Write every record out again exactly as given.

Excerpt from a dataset
....................

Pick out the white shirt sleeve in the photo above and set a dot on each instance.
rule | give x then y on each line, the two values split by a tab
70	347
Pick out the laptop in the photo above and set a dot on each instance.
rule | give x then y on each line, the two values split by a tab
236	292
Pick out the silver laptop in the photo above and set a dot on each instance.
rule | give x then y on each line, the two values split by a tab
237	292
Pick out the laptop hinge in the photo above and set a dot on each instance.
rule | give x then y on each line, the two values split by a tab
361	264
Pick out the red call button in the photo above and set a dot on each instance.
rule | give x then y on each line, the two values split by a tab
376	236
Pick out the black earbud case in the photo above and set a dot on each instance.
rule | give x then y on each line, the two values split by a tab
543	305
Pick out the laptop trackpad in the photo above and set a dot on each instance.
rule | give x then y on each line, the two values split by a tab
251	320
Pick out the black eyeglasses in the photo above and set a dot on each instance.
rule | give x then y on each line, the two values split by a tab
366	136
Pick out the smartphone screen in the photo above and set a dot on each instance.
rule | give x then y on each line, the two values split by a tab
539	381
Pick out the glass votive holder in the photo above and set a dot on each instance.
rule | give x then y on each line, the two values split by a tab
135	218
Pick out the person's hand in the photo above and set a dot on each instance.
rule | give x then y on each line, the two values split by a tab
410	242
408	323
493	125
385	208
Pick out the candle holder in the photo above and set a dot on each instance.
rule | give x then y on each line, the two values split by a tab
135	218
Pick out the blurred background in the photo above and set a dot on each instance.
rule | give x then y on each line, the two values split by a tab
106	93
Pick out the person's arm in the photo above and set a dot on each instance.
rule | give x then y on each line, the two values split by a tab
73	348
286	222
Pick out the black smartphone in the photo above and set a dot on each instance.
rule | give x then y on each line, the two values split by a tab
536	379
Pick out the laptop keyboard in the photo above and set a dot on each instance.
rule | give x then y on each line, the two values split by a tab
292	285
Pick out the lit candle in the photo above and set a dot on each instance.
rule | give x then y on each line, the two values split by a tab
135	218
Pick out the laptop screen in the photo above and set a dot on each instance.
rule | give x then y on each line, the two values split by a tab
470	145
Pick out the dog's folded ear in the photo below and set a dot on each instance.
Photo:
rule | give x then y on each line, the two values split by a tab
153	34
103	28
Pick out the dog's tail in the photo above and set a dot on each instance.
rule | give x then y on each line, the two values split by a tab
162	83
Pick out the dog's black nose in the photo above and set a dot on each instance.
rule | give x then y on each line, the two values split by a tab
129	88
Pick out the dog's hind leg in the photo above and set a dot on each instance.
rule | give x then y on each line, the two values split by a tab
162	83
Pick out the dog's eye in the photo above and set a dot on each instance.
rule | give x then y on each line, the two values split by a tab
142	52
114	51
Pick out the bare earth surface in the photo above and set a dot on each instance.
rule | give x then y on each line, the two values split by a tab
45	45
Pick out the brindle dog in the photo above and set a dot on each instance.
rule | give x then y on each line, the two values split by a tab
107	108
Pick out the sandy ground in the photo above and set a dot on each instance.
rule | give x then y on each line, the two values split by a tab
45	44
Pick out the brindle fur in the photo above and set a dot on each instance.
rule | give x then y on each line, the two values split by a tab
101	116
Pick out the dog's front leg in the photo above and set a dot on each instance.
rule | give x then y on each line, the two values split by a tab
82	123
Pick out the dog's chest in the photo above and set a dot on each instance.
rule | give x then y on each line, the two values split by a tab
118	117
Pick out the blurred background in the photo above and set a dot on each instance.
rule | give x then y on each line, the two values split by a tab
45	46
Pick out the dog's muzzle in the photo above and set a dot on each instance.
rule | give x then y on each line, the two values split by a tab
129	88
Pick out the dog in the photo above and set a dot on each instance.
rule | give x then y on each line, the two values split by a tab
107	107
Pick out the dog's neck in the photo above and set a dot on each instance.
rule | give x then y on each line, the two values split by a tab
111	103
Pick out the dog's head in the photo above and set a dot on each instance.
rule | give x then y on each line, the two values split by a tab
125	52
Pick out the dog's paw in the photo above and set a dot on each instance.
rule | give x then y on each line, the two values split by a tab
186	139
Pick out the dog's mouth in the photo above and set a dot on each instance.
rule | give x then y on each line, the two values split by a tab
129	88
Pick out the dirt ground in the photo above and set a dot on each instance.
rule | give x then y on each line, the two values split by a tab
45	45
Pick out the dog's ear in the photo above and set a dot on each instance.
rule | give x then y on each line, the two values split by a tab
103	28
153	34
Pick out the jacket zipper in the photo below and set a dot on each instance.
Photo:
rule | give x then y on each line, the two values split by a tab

....................

== Final result ==
Pick out the white shirt sleeve in the photo above and set a dot on each instance.
rule | give x then y on each line, the two values split by a tab
70	347
Pick out the laptop in the photo above and set a dot on each instance.
rule | give x then y on each line, the two values split by a tab
236	292
Pick out the silver laptop in the photo above and set a dot on each instance.
rule | give x then y on each line, the two values split by a tab
237	292
Pick out the laptop hinge in the photo above and set a dot on each instance.
rule | give x then y on each line, the two values split by a tab
361	264
Pick out the red call button in the photo above and set a dot on each instance.
rule | give x then y on each line, the two values split by a tab
376	236
Pick out the black earbud case in the photo above and set a dot on each instance.
rule | give x then y on each line, the two values split by a tab
543	305
Pick out the laptop trackpad in the photo above and set a dot on each instance.
rule | give x then y on each line, the two values split by a tab
251	320
Pick out the black eyeglasses in the photo above and set a dot on each instance.
rule | give x then y on each line, the two values split by a tab
366	136
Pick out the smartphone screen in the photo above and set a dot on each instance.
rule | give x then y on each line, the two values split by a tab
539	381
Pick out the glass votive holder in the photo above and set a dot on each instance.
rule | give x then y on each line, the two values split by a tab
135	218
Pick out the person's hand in the photo above and set a dot on each instance.
rule | give x then y on each line, the two values split by a tab
410	242
408	323
493	125
385	208
Pick out the candle holder in the photo above and set a dot on each instance.
rule | give x then y on each line, the two values split by a tab
135	218
Pick out the blurred background in the photo above and set a dot on each instance.
rule | give x then y on each line, the two values split by a tab
106	93
Pick out the person's arm in the photo above and set a dot on each instance.
rule | give x then y on each line, the two values split by a tab
73	348
286	222
Pick out the black smartphone in the photo above and set a dot on each instance.
rule | give x then y on each line, the two values split by a tab
536	379
Pick out the laptop keyboard in the photo above and set a dot on each instance.
rule | give x then y on each line, the two values split by a tab
292	285
Pick out the lit candle in the photo above and set a dot on each instance.
rule | give x then y on each line, the two values split by a tab
135	218
Pick out the laptop screen in the photo above and set a dot on each instance.
rule | give x then y on each line, the two values split by a tab
470	145
Pick out the dog's folded ear in the photo below and set a dot on each instance.
Photo:
rule | give x then y on each line, the two values split by a tab
153	34
103	28
Pick out the dog's tail in the photo above and set a dot on each instance.
rule | give x then y on each line, the two values split by a tab
162	83
Pick out the dog's black nose in the photo above and set a dot on each instance.
rule | give x then y on each line, the two values split by a tab
129	88
Pick out the dog's hind leg in the photo above and set a dot on each instance.
rule | give x then y on each line, the two values split by a tab
162	83
Pick out the dog's eye in the photo above and set a dot on each instance.
rule | give x then y on each line, the two values split by a tab
142	52
114	51
Pick out the bare earth surface in the photo above and set a dot on each instance.
rule | give x then y on each line, the two values split by a tab
45	45
Pick out the brindle dog in the photo above and set a dot on each instance.
rule | give x then y on each line, the two values split by a tab
107	108
Pick out the sandy ground in the photo above and set a dot on each instance.
rule | give x then y on each line, the two values split by a tab
45	44
Pick out the brindle fur in the photo above and set a dot on each instance.
rule | give x then y on each line, the two values split by a tab
101	116
Pick out the dog's front leg in the photo above and set a dot on each instance.
rule | give x then y on each line, the two values split by a tab
82	123
Pick out the dog's chest in the photo above and set a dot on each instance.
rule | give x then y on each line, the two values split by a tab
118	117
Pick out the blurred background in the photo above and set a dot on each instance.
rule | give x then y on each line, the two values split by a tab
45	46
Pick out the dog's muzzle in the photo above and set a dot on each instance.
rule | give x then y on each line, the two values split by a tab
129	88
Pick out the dog in the photo above and set a dot on each instance.
rule | give x then y on each line, the two values split by a tab
107	107
Pick out the dog's neck in the photo above and set a dot on each instance.
rule | give x then y on each line, the two values split by a tab
111	103
Pick out the dog's head in the photo above and set a dot on each instance.
rule | give x then y on each line, the two values split by a tab
125	52
Pick out the dog's paw in the photo above and set a dot on each instance.
rule | give x then y on each line, the two values split by a tab
186	139
Pick out the dog's mouth in the photo above and set a dot on each instance.
rule | give x then y on each line, the two values split by a tab
129	88
Pick out the dirt ground in the photo above and set a dot on each instance.
rule | give x then y on each line, the two values split by a tab
45	45
Pick out the dog's ear in the photo above and set a dot on each instance.
rule | give x then y on each line, the two values split by a tab
103	28
153	34
Pick out the jacket zipper in the photo below and set a dot on each instance.
Photo:
rule | give x then y on each line, the two values split by a tab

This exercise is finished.